§ THE INPUT:
================================
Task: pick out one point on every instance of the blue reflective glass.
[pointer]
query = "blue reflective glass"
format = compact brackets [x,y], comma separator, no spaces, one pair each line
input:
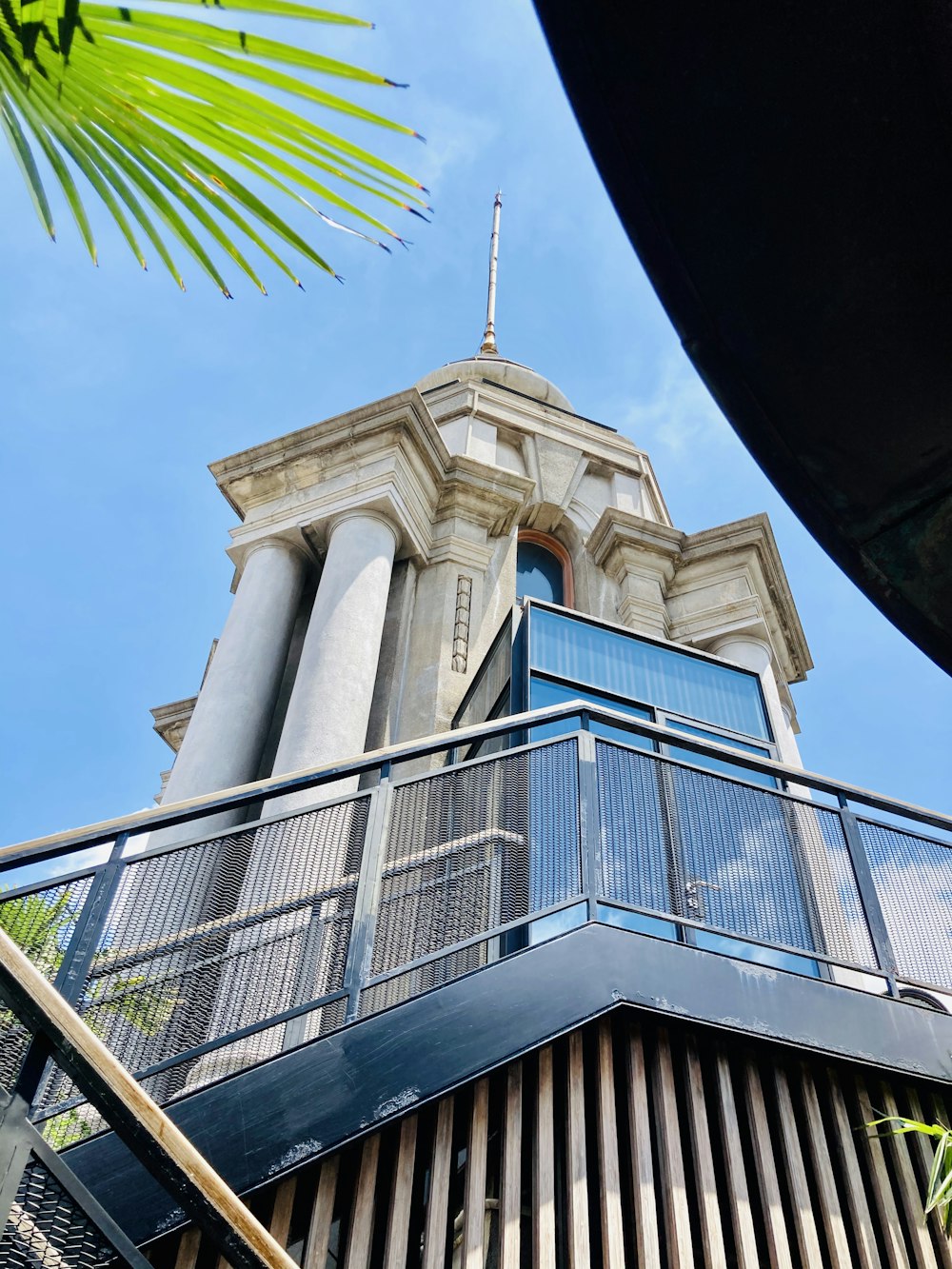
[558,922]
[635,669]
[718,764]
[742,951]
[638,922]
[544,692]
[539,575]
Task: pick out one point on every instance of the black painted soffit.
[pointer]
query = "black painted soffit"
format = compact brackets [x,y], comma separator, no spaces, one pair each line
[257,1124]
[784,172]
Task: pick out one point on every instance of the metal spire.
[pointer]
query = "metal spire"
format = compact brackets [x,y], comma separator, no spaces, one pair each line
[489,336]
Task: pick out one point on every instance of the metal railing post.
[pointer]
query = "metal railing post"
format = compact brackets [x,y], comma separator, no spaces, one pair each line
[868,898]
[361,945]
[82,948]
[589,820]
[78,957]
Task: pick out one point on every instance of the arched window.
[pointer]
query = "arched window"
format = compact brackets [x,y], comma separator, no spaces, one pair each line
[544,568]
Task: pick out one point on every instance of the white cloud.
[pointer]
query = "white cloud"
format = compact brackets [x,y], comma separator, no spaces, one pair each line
================================
§ WORK TO BE COMPLETED:
Transcribe all the records above word for word, without their images.

§ PROBLEM SOLUTION:
Task: pick out one point on every instance of the blue reflective glass.
[pointer]
query = "blue reflective glass"
format = compact brackets [x,y], comma separator, no spaces, one pair each line
input:
[558,922]
[635,669]
[718,764]
[742,951]
[638,922]
[544,692]
[539,575]
Task: pick out one point on every instance of the black painted soffit.
[pointer]
query = "black painted soffit"
format = compact brackets [x,y], comma separator, no spaces, one pair each line
[257,1124]
[784,172]
Task: pick out one point on every instance of the metal spire.
[pointer]
query = "metal spire"
format = compact brackets [x,y], comma separator, no spaces, one pair each line
[489,336]
Task: pick out one point on every instance of the metal railing post.
[pointer]
query = "metal railing post"
format = compact brackets [x,y], comma separator, no spaces, one pair each line
[868,898]
[361,945]
[82,948]
[589,820]
[78,957]
Task: pick out one point on every instance of the arched window.
[pointer]
query = "arched window"
format = compact brackets [x,y], comma separator, no spaces, one pair each line
[544,568]
Task: pick out one point on every instance of the white cloud.
[pointer]
query = "white cloud"
format = compact brackets [x,y], comma separator, no spaces, one pair each line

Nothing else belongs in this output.